#### GIVEN RECORDS
○ ○ ○ ○ ○

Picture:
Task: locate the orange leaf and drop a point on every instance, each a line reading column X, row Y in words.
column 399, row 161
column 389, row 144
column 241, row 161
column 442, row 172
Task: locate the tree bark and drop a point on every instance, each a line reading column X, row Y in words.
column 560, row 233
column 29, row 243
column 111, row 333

○ ○ ○ ○ ○

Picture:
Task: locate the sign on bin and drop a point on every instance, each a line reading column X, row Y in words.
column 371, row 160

○ ○ ○ ○ ○

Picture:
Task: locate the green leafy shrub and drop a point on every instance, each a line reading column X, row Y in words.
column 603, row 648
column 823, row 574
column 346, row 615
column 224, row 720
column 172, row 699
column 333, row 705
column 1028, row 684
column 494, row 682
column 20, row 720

○ ○ ○ ○ ○

#### EXERCISE DIRECTIONS
Extract every line above that contains the word "each", matching case exactly.

#### TASK OUTPUT
Task: locate the orange leaf and drop a point on every instance, each a line reading column X, row Y in words.
Task: locate the tree bark and drop a point on every instance, each a line reading column X, row Y in words.
Task: locate the sign on bin and drop a point on every instance, each a line reading column X, row Y in words.
Task: locate the green leafy shrub and drop a point on every instance, each a line reading column X, row Y in words.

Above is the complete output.